Tarea asignada –
Convierte todas las filas que siguen en una tabla Markdown con dos columnas, «N.º» y «Texto», donde cada fila lleve su número y su texto completo. Omite las filas en blanco.

Listado de datos:
-------

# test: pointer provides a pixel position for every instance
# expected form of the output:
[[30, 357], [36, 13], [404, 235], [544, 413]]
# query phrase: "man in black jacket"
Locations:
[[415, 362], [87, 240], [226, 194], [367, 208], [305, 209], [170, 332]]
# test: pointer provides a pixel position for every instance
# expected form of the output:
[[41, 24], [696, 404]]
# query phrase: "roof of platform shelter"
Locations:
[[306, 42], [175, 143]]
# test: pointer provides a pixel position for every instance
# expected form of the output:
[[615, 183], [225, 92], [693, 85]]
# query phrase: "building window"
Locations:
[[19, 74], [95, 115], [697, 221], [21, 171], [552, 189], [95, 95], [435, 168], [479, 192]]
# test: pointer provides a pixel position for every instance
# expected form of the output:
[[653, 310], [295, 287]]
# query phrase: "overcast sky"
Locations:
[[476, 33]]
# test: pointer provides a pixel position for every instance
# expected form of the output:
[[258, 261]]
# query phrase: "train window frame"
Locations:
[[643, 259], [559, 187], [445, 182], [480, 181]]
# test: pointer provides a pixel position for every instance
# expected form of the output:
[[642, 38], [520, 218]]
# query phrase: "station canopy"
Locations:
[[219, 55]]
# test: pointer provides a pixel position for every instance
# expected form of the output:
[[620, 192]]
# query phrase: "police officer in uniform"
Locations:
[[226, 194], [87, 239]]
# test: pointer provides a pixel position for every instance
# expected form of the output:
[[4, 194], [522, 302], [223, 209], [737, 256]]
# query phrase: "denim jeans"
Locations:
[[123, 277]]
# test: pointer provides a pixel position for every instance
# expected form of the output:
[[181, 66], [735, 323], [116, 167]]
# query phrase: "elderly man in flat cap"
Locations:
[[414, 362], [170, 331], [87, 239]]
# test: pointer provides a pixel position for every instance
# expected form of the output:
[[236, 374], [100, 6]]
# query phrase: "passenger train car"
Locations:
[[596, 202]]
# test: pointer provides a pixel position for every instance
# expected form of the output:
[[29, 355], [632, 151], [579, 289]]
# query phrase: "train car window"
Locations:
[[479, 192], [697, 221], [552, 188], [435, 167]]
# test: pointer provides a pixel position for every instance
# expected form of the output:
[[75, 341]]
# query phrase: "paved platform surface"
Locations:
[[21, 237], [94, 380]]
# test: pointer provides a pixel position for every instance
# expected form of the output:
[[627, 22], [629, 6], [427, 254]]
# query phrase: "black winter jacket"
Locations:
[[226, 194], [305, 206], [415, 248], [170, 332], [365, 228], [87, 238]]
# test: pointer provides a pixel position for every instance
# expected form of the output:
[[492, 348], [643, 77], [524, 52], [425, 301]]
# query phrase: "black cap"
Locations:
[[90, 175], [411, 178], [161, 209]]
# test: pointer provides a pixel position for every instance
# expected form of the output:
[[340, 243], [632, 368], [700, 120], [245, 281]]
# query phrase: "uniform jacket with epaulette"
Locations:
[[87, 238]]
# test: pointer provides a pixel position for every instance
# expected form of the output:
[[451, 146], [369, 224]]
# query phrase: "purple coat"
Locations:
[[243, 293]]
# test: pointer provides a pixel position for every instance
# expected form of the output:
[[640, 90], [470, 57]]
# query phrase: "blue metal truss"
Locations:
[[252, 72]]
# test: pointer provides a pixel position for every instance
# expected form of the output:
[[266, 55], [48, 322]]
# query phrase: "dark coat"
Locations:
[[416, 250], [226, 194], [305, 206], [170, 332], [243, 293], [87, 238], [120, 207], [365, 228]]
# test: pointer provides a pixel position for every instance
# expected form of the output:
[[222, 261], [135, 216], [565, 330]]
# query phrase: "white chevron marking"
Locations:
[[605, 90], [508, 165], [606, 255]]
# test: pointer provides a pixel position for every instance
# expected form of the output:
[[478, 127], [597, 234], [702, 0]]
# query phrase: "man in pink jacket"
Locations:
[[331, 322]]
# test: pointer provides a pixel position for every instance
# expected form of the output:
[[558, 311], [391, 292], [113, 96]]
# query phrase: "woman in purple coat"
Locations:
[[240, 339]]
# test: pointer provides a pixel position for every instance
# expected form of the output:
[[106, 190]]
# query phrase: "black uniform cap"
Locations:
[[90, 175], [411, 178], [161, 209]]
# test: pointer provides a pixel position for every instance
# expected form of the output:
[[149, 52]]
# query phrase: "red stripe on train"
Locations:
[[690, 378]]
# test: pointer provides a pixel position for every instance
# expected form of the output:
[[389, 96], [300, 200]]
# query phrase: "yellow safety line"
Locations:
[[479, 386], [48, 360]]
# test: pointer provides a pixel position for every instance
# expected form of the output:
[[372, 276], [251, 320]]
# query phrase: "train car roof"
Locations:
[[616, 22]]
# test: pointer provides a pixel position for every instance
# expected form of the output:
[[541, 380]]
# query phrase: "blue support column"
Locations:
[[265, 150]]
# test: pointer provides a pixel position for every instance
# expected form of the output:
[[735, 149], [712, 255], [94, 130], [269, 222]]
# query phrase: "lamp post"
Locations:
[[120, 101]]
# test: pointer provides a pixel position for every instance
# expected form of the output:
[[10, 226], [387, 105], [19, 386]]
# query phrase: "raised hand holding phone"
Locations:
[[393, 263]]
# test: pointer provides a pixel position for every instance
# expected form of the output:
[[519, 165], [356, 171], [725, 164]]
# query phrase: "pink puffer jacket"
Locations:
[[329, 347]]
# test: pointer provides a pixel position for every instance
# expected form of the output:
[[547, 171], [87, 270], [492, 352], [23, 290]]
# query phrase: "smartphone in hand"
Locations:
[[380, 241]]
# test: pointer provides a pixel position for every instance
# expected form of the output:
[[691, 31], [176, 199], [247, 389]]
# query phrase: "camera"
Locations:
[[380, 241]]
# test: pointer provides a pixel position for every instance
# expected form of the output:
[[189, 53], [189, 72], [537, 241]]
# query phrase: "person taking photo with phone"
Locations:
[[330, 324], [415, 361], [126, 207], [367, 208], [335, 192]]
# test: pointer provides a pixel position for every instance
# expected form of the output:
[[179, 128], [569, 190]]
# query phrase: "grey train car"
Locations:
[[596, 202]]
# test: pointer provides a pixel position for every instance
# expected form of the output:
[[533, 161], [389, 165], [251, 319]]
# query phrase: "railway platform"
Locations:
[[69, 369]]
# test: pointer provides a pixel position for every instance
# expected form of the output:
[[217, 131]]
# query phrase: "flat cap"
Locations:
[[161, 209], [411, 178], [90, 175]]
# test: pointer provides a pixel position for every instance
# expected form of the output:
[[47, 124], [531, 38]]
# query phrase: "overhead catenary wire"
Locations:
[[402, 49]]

-------

Respuesta completa –
| N.º | Texto |
|---|---|
| 1 | # test: pointer provides a pixel position for every instance |
| 2 | # expected form of the output: |
| 3 | [[30, 357], [36, 13], [404, 235], [544, 413]] |
| 4 | # query phrase: "man in black jacket" |
| 5 | Locations: |
| 6 | [[415, 362], [87, 240], [226, 194], [367, 208], [305, 209], [170, 332]] |
| 7 | # test: pointer provides a pixel position for every instance |
| 8 | # expected form of the output: |
| 9 | [[41, 24], [696, 404]] |
| 10 | # query phrase: "roof of platform shelter" |
| 11 | Locations: |
| 12 | [[306, 42], [175, 143]] |
| 13 | # test: pointer provides a pixel position for every instance |
| 14 | # expected form of the output: |
| 15 | [[615, 183], [225, 92], [693, 85]] |
| 16 | # query phrase: "building window" |
| 17 | Locations: |
| 18 | [[19, 74], [95, 115], [697, 221], [21, 171], [552, 189], [95, 95], [435, 168], [479, 192]] |
| 19 | # test: pointer provides a pixel position for every instance |
| 20 | # expected form of the output: |
| 21 | [[653, 310], [295, 287]] |
| 22 | # query phrase: "overcast sky" |
| 23 | Locations: |
| 24 | [[476, 33]] |
| 25 | # test: pointer provides a pixel position for every instance |
| 26 | # expected form of the output: |
| 27 | [[258, 261]] |
| 28 | # query phrase: "train window frame" |
| 29 | Locations: |
| 30 | [[643, 259], [559, 187], [445, 182], [480, 181]] |
| 31 | # test: pointer provides a pixel position for every instance |
| 32 | # expected form of the output: |
| 33 | [[642, 38], [520, 218]] |
| 34 | # query phrase: "station canopy" |
| 35 | Locations: |
| 36 | [[219, 55]] |
| 37 | # test: pointer provides a pixel position for every instance |
| 38 | # expected form of the output: |
| 39 | [[620, 192]] |
| 40 | # query phrase: "police officer in uniform" |
| 41 | Locations: |
| 42 | [[226, 194], [87, 239]] |
| 43 | # test: pointer provides a pixel position for every instance |
| 44 | # expected form of the output: |
| 45 | [[4, 194], [522, 302], [223, 209], [737, 256]] |
| 46 | # query phrase: "denim jeans" |
| 47 | Locations: |
| 48 | [[123, 277]] |
| 49 | # test: pointer provides a pixel position for every instance |
| 50 | # expected form of the output: |
| 51 | [[181, 66], [735, 323], [116, 167]] |
| 52 | # query phrase: "elderly man in flat cap" |
| 53 | Locations: |
| 54 | [[414, 362], [170, 331], [87, 239]] |
| 55 | # test: pointer provides a pixel position for every instance |
| 56 | # expected form of the output: |
| 57 | [[236, 374], [100, 6]] |
| 58 | # query phrase: "passenger train car" |
| 59 | Locations: |
| 60 | [[596, 202]] |
| 61 | # test: pointer provides a pixel position for every instance |
| 62 | # expected form of the output: |
| 63 | [[29, 355], [632, 151], [579, 289]] |
| 64 | # query phrase: "train car window" |
| 65 | Locations: |
| 66 | [[479, 192], [697, 221], [552, 188], [435, 167]] |
| 67 | # test: pointer provides a pixel position for every instance |
| 68 | # expected form of the output: |
| 69 | [[75, 341]] |
| 70 | # query phrase: "paved platform surface" |
| 71 | Locations: |
| 72 | [[21, 237], [94, 380]] |
| 73 | # test: pointer provides a pixel position for every instance |
| 74 | # expected form of the output: |
| 75 | [[627, 22], [629, 6], [427, 254]] |
| 76 | # query phrase: "black winter jacket" |
| 77 | Locations: |
| 78 | [[226, 194], [305, 206], [415, 248], [170, 332], [365, 228], [87, 238]] |
| 79 | # test: pointer provides a pixel position for every instance |
| 80 | # expected form of the output: |
| 81 | [[492, 348], [643, 77], [524, 52], [425, 301]] |
| 82 | # query phrase: "black cap" |
| 83 | Locations: |
| 84 | [[90, 175], [411, 178], [161, 209]] |
| 85 | # test: pointer provides a pixel position for every instance |
| 86 | # expected form of the output: |
| 87 | [[340, 243], [632, 368], [700, 120], [245, 281]] |
| 88 | # query phrase: "uniform jacket with epaulette" |
| 89 | Locations: |
| 90 | [[87, 238]] |
| 91 | # test: pointer provides a pixel position for every instance |
| 92 | # expected form of the output: |
| 93 | [[451, 146], [369, 224]] |
| 94 | # query phrase: "purple coat" |
| 95 | Locations: |
| 96 | [[243, 293]] |
| 97 | # test: pointer provides a pixel position for every instance |
| 98 | # expected form of the output: |
| 99 | [[640, 90], [470, 57]] |
| 100 | # query phrase: "blue metal truss" |
| 101 | Locations: |
| 102 | [[252, 72]] |
| 103 | # test: pointer provides a pixel position for every instance |
| 104 | # expected form of the output: |
| 105 | [[266, 55], [48, 322]] |
| 106 | # query phrase: "dark coat" |
| 107 | Locations: |
| 108 | [[416, 250], [226, 194], [305, 206], [170, 332], [243, 293], [87, 238], [120, 207], [365, 228]] |
| 109 | # test: pointer provides a pixel position for every instance |
| 110 | # expected form of the output: |
| 111 | [[222, 261], [135, 216], [565, 330]] |
| 112 | # query phrase: "white chevron marking" |
| 113 | Locations: |
| 114 | [[605, 90], [508, 165], [606, 255]] |
| 115 | # test: pointer provides a pixel position for every instance |
| 116 | # expected form of the output: |
| 117 | [[478, 127], [597, 234], [702, 0]] |
| 118 | # query phrase: "man in pink jacket" |
| 119 | Locations: |
| 120 | [[331, 322]] |
| 121 | # test: pointer provides a pixel position for every instance |
| 122 | # expected form of the output: |
| 123 | [[558, 311], [391, 292], [113, 96]] |
| 124 | # query phrase: "woman in purple coat" |
| 125 | Locations: |
| 126 | [[240, 339]] |
| 127 | # test: pointer provides a pixel position for every instance |
| 128 | # expected form of the output: |
| 129 | [[106, 190]] |
| 130 | # query phrase: "black uniform cap" |
| 131 | Locations: |
| 132 | [[90, 175], [411, 178], [161, 209]] |
| 133 | # test: pointer provides a pixel position for every instance |
| 134 | # expected form of the output: |
| 135 | [[149, 52]] |
| 136 | # query phrase: "red stripe on train" |
| 137 | Locations: |
| 138 | [[690, 378]] |
| 139 | # test: pointer provides a pixel position for every instance |
| 140 | # expected form of the output: |
| 141 | [[389, 96], [300, 200]] |
| 142 | # query phrase: "yellow safety line" |
| 143 | Locations: |
| 144 | [[479, 386], [48, 360]] |
| 145 | # test: pointer provides a pixel position for every instance |
| 146 | # expected form of the output: |
| 147 | [[372, 276], [251, 320]] |
| 148 | # query phrase: "train car roof" |
| 149 | Locations: |
| 150 | [[616, 22]] |
| 151 | # test: pointer provides a pixel position for every instance |
| 152 | # expected form of the output: |
| 153 | [[541, 380]] |
| 154 | # query phrase: "blue support column" |
| 155 | Locations: |
| 156 | [[265, 150]] |
| 157 | # test: pointer provides a pixel position for every instance |
| 158 | # expected form of the output: |
| 159 | [[735, 149], [712, 255], [94, 130], [269, 222]] |
| 160 | # query phrase: "lamp post" |
| 161 | Locations: |
| 162 | [[120, 101]] |
| 163 | # test: pointer provides a pixel position for every instance |
| 164 | # expected form of the output: |
| 165 | [[10, 226], [387, 105], [19, 386]] |
| 166 | # query phrase: "raised hand holding phone" |
| 167 | Locations: |
| 168 | [[393, 263]] |
| 169 | # test: pointer provides a pixel position for every instance |
| 170 | # expected form of the output: |
| 171 | [[519, 165], [356, 171], [725, 164]] |
| 172 | # query phrase: "pink puffer jacket" |
| 173 | Locations: |
| 174 | [[329, 347]] |
| 175 | # test: pointer provides a pixel position for every instance |
| 176 | # expected form of the output: |
| 177 | [[547, 171], [87, 270], [492, 352], [23, 290]] |
| 178 | # query phrase: "smartphone in hand" |
| 179 | Locations: |
| 180 | [[380, 241]] |
| 181 | # test: pointer provides a pixel position for every instance |
| 182 | # expected form of the output: |
| 183 | [[691, 31], [176, 199], [247, 389]] |
| 184 | # query phrase: "camera" |
| 185 | Locations: |
| 186 | [[380, 241]] |
| 187 | # test: pointer provides a pixel position for every instance |
| 188 | # expected form of the output: |
| 189 | [[189, 53], [189, 72], [537, 241]] |
| 190 | # query phrase: "person taking photo with phone" |
| 191 | Locations: |
| 192 | [[330, 324], [415, 361], [126, 207], [367, 208], [335, 192]] |
| 193 | # test: pointer provides a pixel position for every instance |
| 194 | # expected form of the output: |
| 195 | [[179, 128], [569, 190]] |
| 196 | # query phrase: "grey train car" |
| 197 | Locations: |
| 198 | [[596, 202]] |
| 199 | # test: pointer provides a pixel position for every instance |
| 200 | # expected form of the output: |
| 201 | [[533, 161], [389, 165], [251, 319]] |
| 202 | # query phrase: "railway platform" |
| 203 | Locations: |
| 204 | [[69, 369]] |
| 205 | # test: pointer provides a pixel position for every instance |
| 206 | # expected form of the output: |
| 207 | [[217, 131]] |
| 208 | # query phrase: "flat cap" |
| 209 | Locations: |
| 210 | [[161, 209], [411, 178], [90, 175]] |
| 211 | # test: pointer provides a pixel position for every instance |
| 212 | # expected form of the output: |
| 213 | [[47, 124], [531, 38]] |
| 214 | # query phrase: "overhead catenary wire" |
| 215 | Locations: |
| 216 | [[402, 49]] |